What you will do. Repeat the data below word for word.
┄┄┄┄┄┄┄┄┄┄
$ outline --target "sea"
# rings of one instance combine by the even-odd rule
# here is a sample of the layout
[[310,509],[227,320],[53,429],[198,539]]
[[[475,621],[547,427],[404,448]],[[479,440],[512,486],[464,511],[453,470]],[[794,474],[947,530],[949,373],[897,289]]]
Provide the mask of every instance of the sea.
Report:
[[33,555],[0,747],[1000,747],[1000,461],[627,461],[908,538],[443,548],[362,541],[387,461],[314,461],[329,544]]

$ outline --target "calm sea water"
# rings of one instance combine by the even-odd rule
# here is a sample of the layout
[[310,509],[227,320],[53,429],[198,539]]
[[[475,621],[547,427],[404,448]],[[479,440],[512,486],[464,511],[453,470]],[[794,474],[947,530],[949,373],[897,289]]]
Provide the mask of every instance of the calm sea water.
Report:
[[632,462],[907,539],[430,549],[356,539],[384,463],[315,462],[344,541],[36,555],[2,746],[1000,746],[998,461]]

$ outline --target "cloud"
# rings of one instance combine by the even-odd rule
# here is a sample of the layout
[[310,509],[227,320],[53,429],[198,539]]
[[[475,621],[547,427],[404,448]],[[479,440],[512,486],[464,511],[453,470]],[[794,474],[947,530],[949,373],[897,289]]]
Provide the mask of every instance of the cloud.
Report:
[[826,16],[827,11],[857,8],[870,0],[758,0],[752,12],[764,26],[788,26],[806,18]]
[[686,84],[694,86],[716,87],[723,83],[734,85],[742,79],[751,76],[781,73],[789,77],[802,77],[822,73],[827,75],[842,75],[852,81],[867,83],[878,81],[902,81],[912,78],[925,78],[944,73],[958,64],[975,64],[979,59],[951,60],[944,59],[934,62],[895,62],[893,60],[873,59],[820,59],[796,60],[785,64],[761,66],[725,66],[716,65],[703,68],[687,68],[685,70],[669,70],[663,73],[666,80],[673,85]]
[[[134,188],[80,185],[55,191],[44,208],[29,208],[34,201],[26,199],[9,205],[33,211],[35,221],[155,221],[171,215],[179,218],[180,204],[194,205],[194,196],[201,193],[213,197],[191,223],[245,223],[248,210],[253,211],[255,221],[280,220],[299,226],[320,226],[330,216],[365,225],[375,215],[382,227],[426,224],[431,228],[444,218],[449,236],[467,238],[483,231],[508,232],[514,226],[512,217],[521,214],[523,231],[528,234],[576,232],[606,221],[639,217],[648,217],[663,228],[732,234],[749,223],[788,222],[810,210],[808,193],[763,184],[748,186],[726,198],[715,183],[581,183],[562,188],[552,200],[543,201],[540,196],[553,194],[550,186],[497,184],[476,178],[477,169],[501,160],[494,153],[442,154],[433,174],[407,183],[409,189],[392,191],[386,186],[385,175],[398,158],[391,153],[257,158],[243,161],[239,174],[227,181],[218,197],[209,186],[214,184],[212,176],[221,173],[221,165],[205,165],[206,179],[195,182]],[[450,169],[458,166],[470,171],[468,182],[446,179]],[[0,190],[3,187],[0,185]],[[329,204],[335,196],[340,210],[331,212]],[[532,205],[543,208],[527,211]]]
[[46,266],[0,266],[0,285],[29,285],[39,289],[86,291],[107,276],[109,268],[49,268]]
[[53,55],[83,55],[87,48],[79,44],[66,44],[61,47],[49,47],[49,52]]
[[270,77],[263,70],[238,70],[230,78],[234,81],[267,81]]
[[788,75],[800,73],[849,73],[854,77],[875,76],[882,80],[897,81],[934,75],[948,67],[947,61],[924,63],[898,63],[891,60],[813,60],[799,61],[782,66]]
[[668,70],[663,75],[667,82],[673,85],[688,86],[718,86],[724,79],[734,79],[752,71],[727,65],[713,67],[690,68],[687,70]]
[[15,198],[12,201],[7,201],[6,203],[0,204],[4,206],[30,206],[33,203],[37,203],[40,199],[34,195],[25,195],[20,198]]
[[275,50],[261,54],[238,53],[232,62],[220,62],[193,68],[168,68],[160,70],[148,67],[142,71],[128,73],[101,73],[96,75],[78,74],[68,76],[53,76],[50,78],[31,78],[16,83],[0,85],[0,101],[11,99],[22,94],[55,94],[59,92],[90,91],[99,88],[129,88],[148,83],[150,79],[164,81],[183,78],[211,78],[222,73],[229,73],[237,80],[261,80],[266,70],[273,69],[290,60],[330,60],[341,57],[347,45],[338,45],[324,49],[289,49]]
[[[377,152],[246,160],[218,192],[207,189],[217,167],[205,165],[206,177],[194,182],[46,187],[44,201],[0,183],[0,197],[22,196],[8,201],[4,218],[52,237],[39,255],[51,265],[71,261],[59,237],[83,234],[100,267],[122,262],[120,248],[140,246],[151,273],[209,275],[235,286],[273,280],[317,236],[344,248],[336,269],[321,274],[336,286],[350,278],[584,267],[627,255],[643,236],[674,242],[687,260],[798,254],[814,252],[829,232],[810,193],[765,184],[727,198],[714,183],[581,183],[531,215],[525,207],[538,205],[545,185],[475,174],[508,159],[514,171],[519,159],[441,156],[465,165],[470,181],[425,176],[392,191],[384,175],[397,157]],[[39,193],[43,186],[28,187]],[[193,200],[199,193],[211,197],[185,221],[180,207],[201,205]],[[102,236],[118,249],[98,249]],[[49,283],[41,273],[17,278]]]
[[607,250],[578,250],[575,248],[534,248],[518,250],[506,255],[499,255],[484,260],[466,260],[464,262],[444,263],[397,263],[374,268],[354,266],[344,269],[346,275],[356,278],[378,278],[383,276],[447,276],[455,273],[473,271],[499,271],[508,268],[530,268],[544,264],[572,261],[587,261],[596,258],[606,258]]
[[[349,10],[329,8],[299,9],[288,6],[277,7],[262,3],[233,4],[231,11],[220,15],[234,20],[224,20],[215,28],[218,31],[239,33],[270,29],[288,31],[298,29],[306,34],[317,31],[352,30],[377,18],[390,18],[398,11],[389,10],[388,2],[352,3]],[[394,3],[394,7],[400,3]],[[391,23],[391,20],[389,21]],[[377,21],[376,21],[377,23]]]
┄┄┄┄┄┄┄┄┄┄
Reply to the task.
$ outline --target "sea"
# rings of one instance combine by the even-odd rule
# here is a sample of the layout
[[310,509],[227,320],[53,429],[198,539]]
[[[475,621],[547,427],[404,448]],[[479,440],[512,486],[464,511],[453,470]],[[794,474],[947,530],[949,373],[897,289]]]
Provide the mask of every instance of the sea.
Report:
[[33,555],[0,747],[1000,747],[1000,461],[627,461],[908,538],[443,548],[362,541],[387,461],[314,461],[329,544]]

$ outline --target "calm sea water"
# rings of one instance combine by the even-odd rule
# here is a sample of the layout
[[310,509],[227,320],[53,429],[198,539]]
[[[475,621],[547,427],[404,448]],[[479,440],[512,486],[464,511],[453,470]],[[794,474],[947,530],[949,373],[897,289]]]
Provide the mask of every instance of the calm sea water.
Report:
[[632,462],[907,539],[430,549],[356,539],[384,463],[315,462],[344,541],[36,555],[2,746],[1000,746],[998,461]]

$ outline --target "cloud"
# rings of one instance combine by the even-odd rule
# here is a sample of the layout
[[310,509],[227,320],[53,429],[198,539]]
[[[475,621],[547,427],[404,448]],[[479,440],[512,486],[464,511],[453,470]],[[794,474],[947,530],[949,373],[897,289]]]
Provide the mask of every instance of the cloud.
Report:
[[826,16],[827,11],[857,8],[870,0],[758,0],[752,12],[764,26],[788,26],[806,18]]
[[686,84],[694,86],[716,87],[723,83],[734,85],[742,79],[751,76],[781,73],[789,77],[802,77],[822,73],[827,75],[842,75],[852,81],[867,83],[878,81],[902,81],[912,78],[925,78],[944,73],[958,64],[975,64],[979,59],[951,60],[944,59],[934,62],[895,62],[893,60],[873,59],[820,59],[796,60],[785,64],[761,66],[725,66],[716,65],[703,68],[687,68],[685,70],[669,70],[663,73],[666,80],[673,85]]
[[[134,188],[80,185],[55,191],[44,208],[29,208],[34,201],[26,199],[9,205],[33,211],[35,221],[155,221],[171,215],[179,218],[180,204],[194,205],[194,196],[201,193],[213,197],[191,223],[245,223],[248,210],[253,211],[255,221],[280,220],[299,226],[320,226],[330,216],[365,225],[375,215],[382,227],[426,224],[431,228],[444,218],[449,236],[467,238],[483,231],[508,232],[514,226],[512,217],[521,214],[523,231],[528,234],[576,232],[606,221],[639,217],[648,217],[663,228],[732,234],[749,223],[788,222],[810,210],[808,193],[763,184],[748,186],[726,198],[715,183],[581,183],[562,188],[552,200],[543,201],[540,196],[553,194],[550,186],[497,184],[476,178],[477,169],[501,160],[494,153],[442,154],[433,174],[407,183],[409,189],[392,191],[386,186],[385,175],[398,158],[391,153],[257,158],[243,161],[239,174],[227,181],[218,197],[209,186],[214,184],[212,176],[221,173],[221,165],[205,165],[206,179],[195,182]],[[450,169],[458,166],[470,171],[468,182],[446,179]],[[0,190],[3,187],[0,185]],[[329,204],[335,196],[340,210],[331,212]],[[532,205],[543,208],[527,211]]]
[[46,266],[0,266],[0,285],[29,285],[39,289],[86,291],[107,276],[109,268],[49,268]]
[[53,55],[83,55],[87,48],[79,44],[66,44],[61,47],[49,47],[49,52]]
[[270,77],[263,70],[238,70],[230,78],[234,81],[267,81]]
[[788,75],[800,73],[849,73],[854,77],[875,76],[882,80],[897,81],[934,75],[948,67],[947,61],[924,63],[898,63],[891,60],[813,60],[799,61],[782,66]]
[[668,70],[663,75],[667,82],[673,85],[688,86],[718,86],[724,79],[734,79],[752,71],[727,65],[713,67],[690,68],[687,70]]
[[15,198],[12,201],[7,201],[6,203],[0,204],[4,206],[30,206],[33,203],[37,203],[40,199],[34,195],[25,195],[20,198]]
[[275,50],[261,54],[238,53],[232,62],[220,62],[193,68],[168,68],[160,70],[148,67],[142,71],[128,73],[101,73],[96,75],[78,74],[68,76],[53,76],[50,78],[31,78],[16,83],[0,85],[0,101],[11,99],[22,94],[55,94],[59,92],[90,91],[99,88],[129,88],[148,83],[150,79],[164,81],[183,78],[211,78],[222,73],[229,73],[237,80],[261,80],[266,70],[273,69],[290,60],[330,60],[341,57],[347,45],[338,45],[324,49],[289,49]]
[[[377,152],[246,160],[218,192],[207,189],[217,167],[205,165],[206,177],[194,182],[46,187],[44,201],[0,183],[0,197],[22,196],[8,201],[4,218],[52,237],[39,255],[51,265],[71,261],[59,237],[83,234],[100,267],[122,262],[120,248],[140,246],[151,273],[209,275],[235,286],[273,280],[317,236],[344,248],[336,269],[321,274],[336,286],[350,278],[584,267],[627,255],[643,236],[674,242],[687,260],[798,254],[814,252],[829,232],[810,193],[765,184],[727,198],[714,183],[581,183],[531,215],[525,207],[538,205],[545,185],[475,174],[508,159],[514,171],[519,159],[441,156],[465,165],[470,181],[425,176],[392,191],[384,175],[397,157]],[[39,193],[43,186],[28,187]],[[193,200],[199,193],[211,197],[185,221],[180,207],[201,205]],[[102,236],[118,249],[98,249]],[[49,283],[41,273],[17,278]]]
[[607,250],[578,250],[575,248],[534,248],[518,250],[506,255],[499,255],[484,260],[466,260],[464,262],[444,263],[397,263],[374,268],[354,266],[344,269],[346,275],[356,278],[378,278],[383,276],[447,276],[455,273],[473,271],[499,271],[508,268],[530,268],[544,264],[572,261],[587,261],[596,258],[606,258]]
[[[349,10],[329,8],[299,9],[288,6],[277,7],[262,3],[233,4],[231,11],[220,15],[234,20],[224,20],[215,28],[218,31],[239,33],[270,29],[288,31],[298,29],[306,34],[317,31],[352,30],[377,18],[390,18],[398,11],[389,10],[388,2],[352,3]],[[394,3],[394,7],[400,3]],[[391,23],[391,20],[389,21]],[[377,21],[376,21],[377,23]]]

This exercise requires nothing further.